## 学習用テキスト
+ + +

読書感想文の課題に悩める世の少年少女たちにおくります(うそ)

 

第三部 (5)あらすじ

各項ごとにちょっと長めにまとめております

 

第3部 ⑤

ラスコーリニコフのいささか不躾すぎるほどの陽気なふるまいを最初のうちこそ愉快そうに眺めていたポルフィーリイでしたが、いざ用件に入るとその表情は一変。敏腕判事らしいシビアな一面をのぞかせ始めます。おまけに部屋にはなぜかあのザミョートフまでもがいました。これはラスコーリニコフにとって思いがけないことでした。彼はこの面会がどうやら一筋縄にはいかなそうなことを瞬時にして悟ります。

+ + +

## 演習の指示
[1] このあらすじの内容を二文で要約してください。
[2] このあらすじのうち、「読書感想文の課題に悩める世の少年少女たちにおくります(うそ)」から「なことを瞬時にして悟ります。」までをそのまま書き写してください。

## 保存データ項目
+ + +

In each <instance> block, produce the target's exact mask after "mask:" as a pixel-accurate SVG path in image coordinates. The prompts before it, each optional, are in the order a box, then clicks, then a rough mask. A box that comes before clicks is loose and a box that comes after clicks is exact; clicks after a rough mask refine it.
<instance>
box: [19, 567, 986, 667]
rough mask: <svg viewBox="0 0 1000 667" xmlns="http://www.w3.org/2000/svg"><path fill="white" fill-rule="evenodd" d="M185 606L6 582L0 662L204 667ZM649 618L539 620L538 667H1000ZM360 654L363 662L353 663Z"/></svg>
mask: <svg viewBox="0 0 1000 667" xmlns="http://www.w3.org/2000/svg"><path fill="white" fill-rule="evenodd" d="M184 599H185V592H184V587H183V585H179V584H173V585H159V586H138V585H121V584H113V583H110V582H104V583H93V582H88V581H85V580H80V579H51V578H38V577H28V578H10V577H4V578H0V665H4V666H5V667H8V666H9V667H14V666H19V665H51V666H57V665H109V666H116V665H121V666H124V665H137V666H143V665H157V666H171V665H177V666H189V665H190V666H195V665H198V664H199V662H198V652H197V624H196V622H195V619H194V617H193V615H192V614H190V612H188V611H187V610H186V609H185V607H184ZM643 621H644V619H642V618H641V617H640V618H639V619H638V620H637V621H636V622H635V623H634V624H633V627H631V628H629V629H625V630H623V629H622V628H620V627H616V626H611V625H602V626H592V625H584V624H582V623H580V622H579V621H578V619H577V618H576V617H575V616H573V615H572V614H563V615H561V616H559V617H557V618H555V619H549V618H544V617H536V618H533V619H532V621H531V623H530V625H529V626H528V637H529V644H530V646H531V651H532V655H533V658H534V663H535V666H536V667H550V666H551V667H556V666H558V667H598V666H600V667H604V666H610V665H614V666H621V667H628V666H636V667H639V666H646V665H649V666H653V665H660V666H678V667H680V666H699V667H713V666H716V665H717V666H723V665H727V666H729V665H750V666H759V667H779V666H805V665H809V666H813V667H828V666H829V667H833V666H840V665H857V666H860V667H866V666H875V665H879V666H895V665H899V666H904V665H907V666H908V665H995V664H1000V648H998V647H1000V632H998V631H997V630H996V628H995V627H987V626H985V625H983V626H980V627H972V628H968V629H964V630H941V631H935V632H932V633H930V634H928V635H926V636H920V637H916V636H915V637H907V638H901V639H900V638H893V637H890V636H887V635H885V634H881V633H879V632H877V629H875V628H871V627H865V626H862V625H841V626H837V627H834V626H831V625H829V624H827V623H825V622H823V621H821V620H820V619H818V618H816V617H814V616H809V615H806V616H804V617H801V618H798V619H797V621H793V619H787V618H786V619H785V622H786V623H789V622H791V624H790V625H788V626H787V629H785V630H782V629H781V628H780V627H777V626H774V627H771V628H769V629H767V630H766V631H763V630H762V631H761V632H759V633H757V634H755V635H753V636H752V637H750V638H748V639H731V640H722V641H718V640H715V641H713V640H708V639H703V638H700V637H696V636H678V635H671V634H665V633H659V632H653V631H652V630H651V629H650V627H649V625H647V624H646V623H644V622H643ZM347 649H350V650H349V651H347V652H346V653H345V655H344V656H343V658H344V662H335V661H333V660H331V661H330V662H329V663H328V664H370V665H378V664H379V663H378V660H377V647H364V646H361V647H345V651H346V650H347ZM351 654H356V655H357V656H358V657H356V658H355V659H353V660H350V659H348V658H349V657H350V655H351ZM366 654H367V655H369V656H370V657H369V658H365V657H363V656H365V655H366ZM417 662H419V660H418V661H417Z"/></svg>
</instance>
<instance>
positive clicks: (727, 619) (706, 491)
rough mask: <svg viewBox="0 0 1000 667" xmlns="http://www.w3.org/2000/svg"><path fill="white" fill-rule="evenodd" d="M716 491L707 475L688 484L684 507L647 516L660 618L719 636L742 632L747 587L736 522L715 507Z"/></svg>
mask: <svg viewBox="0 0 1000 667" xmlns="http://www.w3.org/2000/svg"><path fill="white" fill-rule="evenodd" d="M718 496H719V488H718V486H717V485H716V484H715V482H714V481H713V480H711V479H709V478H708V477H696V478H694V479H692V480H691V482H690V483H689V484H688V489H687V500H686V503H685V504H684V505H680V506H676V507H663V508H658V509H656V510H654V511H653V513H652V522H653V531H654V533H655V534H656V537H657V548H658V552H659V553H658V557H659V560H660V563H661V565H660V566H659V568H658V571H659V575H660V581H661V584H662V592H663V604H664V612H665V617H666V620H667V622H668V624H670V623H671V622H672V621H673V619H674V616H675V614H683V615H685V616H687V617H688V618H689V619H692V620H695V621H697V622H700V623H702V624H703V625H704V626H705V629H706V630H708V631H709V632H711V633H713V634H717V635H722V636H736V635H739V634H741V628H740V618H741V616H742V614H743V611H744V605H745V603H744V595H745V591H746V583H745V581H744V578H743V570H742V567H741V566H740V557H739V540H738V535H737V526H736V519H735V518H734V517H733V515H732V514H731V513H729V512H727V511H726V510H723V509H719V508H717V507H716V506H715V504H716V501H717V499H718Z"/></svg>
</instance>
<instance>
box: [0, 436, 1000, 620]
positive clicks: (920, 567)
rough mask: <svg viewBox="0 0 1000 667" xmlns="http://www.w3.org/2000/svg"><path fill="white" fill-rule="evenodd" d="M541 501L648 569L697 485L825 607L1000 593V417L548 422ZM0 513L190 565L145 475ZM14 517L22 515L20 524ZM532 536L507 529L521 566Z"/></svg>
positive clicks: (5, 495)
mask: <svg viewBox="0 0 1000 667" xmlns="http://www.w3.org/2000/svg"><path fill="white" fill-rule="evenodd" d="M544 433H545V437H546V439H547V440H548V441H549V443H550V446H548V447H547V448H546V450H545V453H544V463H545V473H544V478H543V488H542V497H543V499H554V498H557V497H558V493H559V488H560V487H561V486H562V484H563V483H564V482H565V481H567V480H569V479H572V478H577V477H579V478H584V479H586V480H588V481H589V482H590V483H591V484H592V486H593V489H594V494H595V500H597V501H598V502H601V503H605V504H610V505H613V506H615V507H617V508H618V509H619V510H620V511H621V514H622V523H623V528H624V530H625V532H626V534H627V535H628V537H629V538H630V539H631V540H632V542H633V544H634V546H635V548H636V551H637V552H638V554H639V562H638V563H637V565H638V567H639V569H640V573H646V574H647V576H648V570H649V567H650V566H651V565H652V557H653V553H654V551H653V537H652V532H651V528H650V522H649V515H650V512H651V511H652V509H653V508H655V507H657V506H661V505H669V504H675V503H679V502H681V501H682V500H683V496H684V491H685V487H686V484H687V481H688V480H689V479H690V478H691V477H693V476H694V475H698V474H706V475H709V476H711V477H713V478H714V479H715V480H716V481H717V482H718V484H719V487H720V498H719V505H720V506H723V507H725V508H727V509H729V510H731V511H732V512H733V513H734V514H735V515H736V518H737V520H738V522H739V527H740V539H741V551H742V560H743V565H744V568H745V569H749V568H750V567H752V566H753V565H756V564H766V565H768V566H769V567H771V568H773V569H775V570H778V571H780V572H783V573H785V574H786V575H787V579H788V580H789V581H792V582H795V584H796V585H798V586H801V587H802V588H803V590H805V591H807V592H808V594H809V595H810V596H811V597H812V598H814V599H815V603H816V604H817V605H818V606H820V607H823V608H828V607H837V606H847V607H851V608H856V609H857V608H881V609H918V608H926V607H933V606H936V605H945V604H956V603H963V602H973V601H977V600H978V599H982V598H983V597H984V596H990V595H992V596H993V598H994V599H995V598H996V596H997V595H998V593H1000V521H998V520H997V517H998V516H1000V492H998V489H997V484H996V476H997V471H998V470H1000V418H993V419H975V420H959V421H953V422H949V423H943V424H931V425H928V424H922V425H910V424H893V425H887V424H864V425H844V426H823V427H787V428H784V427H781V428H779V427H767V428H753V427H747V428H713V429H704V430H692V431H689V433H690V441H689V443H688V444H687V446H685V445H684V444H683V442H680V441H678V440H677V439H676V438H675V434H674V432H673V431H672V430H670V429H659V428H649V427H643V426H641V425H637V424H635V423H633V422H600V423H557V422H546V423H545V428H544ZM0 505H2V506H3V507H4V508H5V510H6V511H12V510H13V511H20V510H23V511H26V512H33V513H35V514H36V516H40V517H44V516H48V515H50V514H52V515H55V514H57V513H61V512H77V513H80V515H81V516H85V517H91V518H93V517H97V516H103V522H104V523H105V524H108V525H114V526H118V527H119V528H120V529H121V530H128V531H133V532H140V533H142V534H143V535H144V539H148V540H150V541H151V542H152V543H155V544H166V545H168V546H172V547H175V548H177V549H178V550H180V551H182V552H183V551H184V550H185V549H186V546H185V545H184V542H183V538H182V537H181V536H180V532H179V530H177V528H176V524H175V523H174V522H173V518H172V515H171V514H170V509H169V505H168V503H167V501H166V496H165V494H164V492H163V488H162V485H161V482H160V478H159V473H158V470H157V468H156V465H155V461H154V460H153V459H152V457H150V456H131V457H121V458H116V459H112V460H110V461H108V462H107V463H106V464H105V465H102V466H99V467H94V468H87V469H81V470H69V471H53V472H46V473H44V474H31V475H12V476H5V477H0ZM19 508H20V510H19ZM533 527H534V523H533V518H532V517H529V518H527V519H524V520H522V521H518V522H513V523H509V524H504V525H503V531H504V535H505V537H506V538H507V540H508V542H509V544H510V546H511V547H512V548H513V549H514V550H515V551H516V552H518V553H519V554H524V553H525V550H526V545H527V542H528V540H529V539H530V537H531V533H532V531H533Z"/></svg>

+ + +

## 課題の解答
[1] ラスコーリニコフの不躾なほど陽気なふるまいを最初は愉快そうに眺めていたポルフィーリイは、用件に入ると表情を一変させ、敏腕判事らしいシビアな一面をのぞかせ始める。部屋には思いがけずザミョートフもいて、ラスコーリニコフはこの面会が一筋縄ではいかなそうだと瞬時に悟る。

[2]
読書感想文の課題に悩める世の少年少女たちにおくります(うそ)

 

第三部 (5)あらすじ

各項ごとにちょっと長めにまとめております

 

第3部 ⑤

ラスコーリニコフのいささか不躾すぎるほどの陽気なふるまいを最初のうちこそ愉快そうに眺めていたポルフィーリイでしたが、いざ用件に入るとその表情は一変。敏腕判事らしいシビアな一面をのぞかせ始めます。おまけに部屋にはなぜかあのザミョートフまでもがいました。これはラスコーリニコフにとって思いがけないことでした。彼はこの面会がどうやら一筋縄にはいかなそうなことを瞬時にして悟ります。